Text excerpt:
>> Start
In the case of education, this decision is made by a small group of big cheeses at the Board of Education, the final decision resting with the kyoikucho, the chief of, in my case, Hikari BOE. This year has seen my supervisor become Vice Principal for a different BOE at a school about 2 hours’ drive from here (about which he was not best pleased), and between 6 and 8 teachers have moved from each of my junior high schools (bringing, I must say, some very interesting new faces into the staffrooms).

When I first heard about this system, my immediate reaction was to see the positive side: surely through the annual circulation of people and ideas, public services can evolve and remain dynamic without the stagnation we see in some UK public sectors? Yet upon reflection, I see how this very move maintains the very specific social hierarchies for which Japan is so renowned and in fact makes large-scale changes, for the most part, rather slow.

This annual change in staffing serves as a kind of panopticon. Authority figures like kyoikucho remain in authority without ever really exercising his disciplinary power, and it is not  for the purposes of his authority alone that such a system is maintained. Rather, it is for the maintenance of a collective and simultaenously oppressive power system through which the group is at once self-governing and self-sacrificing (’self’ has rather a double meaning here). Through the constantly moving eyes and ears of ever-diligent personnel, digression from the norm or challenges to authority seem unattractive options and the instigation of large changes (e.g. to curriculum) seems impractical to an instigator who is not certain whether they will be around long enough to see them through. Discipline rarely needs exercising, and the head honcho(s) need not always monitor the behaviour of their subordinates (which, for the record, they really don’t - my last kocho-sensei spent 80% of his time smoking fags and gardening), as omniscience is dispersed and workers do not know for certain that they are being watched, but that it is always a possibility.

 It’s difficult to put into words the thoughts I’ve had about the workings of power in Japan. I suppose the staffing example is just another example of what it is to live in a such a very collectivist society, Panopticon metaphor or no Panopitcon metaphor. This has been the biggest privilege of my Japanese experience, and the hardest to describe. Collectivist societies are by their very nature self-regulating, and the questions that living here has raised about the relationship between the group and the individual have at once provided enlightenment and have sent my head into a giddy orbit without any hope of ever being un-flummoxed. 

But then everyone needs a good flummoxing once in a while.
>> End
Directive: In the passage on annual staff transfers in Japan, who holds the final decision on education transfers?

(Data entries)
>> Start
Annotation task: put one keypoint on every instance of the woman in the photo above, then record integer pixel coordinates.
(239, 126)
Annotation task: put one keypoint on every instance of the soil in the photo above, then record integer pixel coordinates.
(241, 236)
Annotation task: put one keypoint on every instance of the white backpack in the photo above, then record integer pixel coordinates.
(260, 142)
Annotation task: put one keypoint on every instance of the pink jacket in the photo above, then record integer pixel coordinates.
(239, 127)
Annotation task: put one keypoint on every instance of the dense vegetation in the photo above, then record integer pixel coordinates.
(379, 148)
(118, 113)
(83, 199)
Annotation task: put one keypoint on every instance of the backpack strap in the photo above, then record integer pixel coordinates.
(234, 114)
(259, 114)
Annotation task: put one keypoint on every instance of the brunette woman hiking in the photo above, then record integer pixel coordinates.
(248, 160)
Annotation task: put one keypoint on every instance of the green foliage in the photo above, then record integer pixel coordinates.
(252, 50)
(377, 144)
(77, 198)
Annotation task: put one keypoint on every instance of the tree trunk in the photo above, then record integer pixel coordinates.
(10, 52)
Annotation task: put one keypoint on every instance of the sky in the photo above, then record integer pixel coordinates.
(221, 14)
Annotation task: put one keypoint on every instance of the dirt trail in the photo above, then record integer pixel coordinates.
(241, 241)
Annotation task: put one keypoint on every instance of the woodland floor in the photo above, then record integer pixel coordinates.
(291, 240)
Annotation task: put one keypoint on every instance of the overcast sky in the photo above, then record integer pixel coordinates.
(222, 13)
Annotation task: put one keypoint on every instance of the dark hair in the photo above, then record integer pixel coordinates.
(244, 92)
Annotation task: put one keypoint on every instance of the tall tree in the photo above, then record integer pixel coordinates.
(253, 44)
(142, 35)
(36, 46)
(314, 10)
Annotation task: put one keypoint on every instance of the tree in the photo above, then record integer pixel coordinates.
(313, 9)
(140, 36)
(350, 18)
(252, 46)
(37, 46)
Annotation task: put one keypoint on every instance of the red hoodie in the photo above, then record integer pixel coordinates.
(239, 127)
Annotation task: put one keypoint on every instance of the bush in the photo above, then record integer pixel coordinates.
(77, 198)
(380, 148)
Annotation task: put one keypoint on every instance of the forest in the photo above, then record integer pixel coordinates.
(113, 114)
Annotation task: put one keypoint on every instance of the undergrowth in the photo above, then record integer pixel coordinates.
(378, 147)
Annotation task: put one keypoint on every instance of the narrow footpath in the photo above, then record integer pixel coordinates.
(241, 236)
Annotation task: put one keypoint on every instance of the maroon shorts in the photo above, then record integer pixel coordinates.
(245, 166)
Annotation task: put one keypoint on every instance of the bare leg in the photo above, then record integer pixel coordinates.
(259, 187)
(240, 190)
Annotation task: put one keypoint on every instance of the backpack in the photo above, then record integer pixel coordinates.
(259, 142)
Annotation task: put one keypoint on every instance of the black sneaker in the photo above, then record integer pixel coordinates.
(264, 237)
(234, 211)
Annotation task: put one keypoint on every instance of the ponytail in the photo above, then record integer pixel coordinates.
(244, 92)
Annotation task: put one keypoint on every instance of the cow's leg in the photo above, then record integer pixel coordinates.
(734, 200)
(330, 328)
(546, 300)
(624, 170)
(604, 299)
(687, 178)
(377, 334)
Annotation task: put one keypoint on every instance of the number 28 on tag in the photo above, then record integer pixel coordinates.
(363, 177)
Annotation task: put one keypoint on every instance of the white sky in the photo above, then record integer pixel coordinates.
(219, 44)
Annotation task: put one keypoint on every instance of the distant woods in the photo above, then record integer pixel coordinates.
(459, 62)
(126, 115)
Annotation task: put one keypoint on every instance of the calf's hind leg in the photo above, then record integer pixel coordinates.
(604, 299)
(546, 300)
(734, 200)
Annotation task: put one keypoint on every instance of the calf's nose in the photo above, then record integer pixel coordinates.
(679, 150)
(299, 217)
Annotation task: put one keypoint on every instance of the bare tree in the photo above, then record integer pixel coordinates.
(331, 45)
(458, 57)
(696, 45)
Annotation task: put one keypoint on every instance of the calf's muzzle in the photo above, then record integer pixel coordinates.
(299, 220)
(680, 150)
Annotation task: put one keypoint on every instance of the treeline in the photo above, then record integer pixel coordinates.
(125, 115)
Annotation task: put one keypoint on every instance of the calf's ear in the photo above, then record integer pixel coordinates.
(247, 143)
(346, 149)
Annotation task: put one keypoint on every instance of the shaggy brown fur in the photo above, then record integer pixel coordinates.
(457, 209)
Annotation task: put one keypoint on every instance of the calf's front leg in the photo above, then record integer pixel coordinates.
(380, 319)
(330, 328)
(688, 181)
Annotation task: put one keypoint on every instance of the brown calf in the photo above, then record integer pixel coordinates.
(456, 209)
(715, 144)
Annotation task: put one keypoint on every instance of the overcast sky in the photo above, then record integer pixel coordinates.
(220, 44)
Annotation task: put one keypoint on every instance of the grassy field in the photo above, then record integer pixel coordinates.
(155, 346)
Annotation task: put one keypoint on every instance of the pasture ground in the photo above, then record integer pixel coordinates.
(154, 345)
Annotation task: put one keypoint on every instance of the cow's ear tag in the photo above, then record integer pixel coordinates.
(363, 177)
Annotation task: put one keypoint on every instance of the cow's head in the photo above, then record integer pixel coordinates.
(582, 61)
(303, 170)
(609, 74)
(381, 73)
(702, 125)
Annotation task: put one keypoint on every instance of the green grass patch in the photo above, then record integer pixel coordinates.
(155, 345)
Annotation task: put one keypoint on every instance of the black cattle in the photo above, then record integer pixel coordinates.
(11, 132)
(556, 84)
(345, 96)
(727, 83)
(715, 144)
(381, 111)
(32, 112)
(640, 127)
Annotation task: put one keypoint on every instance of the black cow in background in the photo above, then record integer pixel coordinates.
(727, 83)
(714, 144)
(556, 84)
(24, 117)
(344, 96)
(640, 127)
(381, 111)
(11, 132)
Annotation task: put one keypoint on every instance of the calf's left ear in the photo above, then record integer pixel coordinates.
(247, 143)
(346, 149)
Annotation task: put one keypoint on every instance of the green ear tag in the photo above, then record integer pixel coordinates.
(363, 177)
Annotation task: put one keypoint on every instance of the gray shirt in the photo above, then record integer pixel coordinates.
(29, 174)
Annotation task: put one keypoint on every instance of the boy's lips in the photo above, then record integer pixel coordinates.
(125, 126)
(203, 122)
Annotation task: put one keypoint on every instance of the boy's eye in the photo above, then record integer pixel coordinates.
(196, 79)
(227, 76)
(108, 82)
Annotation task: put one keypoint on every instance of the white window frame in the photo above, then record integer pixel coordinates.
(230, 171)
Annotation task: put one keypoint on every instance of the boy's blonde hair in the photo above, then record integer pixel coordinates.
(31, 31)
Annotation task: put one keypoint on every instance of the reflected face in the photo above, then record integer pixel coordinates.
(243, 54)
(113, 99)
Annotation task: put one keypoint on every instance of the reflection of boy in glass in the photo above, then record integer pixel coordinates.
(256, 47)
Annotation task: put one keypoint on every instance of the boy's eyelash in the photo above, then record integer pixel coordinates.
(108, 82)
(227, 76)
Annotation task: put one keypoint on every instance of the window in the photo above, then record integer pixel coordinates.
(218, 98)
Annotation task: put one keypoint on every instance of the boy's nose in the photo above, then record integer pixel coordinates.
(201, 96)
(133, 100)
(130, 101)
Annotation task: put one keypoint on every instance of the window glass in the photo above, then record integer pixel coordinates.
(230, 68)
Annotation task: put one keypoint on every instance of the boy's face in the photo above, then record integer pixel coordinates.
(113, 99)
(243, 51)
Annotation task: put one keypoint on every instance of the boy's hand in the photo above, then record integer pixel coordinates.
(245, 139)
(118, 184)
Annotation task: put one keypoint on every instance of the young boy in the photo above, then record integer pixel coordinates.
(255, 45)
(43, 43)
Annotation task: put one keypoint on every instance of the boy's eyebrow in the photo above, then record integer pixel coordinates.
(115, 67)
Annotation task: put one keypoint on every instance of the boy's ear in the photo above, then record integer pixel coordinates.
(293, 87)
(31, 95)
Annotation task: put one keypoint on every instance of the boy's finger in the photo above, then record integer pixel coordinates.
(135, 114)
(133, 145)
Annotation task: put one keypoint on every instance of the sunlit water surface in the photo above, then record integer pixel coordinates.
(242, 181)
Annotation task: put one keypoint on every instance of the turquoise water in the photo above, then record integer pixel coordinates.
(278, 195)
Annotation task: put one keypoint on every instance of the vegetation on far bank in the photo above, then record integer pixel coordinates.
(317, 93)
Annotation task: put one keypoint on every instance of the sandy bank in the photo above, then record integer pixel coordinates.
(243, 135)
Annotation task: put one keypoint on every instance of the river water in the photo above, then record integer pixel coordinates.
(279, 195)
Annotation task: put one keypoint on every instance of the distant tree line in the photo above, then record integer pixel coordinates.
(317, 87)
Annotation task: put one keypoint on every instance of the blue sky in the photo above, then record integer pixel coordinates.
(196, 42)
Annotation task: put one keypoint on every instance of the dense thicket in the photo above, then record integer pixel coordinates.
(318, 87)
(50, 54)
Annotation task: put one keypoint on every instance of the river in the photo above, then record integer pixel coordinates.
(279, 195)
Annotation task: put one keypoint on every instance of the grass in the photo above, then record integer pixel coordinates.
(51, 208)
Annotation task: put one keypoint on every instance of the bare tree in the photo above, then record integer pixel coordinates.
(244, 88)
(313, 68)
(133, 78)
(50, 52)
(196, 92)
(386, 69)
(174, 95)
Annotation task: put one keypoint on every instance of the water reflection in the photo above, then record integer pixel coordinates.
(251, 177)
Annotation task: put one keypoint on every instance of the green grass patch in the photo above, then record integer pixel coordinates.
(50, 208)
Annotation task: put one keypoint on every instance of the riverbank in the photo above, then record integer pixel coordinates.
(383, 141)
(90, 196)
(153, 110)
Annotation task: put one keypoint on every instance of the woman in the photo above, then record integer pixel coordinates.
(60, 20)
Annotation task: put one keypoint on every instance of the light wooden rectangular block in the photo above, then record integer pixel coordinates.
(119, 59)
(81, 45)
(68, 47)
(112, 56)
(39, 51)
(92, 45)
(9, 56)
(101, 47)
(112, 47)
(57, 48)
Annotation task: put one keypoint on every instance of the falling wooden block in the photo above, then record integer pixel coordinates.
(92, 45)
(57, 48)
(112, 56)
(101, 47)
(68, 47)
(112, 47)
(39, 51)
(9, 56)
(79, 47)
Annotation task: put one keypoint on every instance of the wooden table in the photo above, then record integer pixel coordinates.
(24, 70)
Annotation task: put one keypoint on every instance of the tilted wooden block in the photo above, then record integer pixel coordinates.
>> End
Exercise answer: The kyoikucho, the chief of the Board of Education.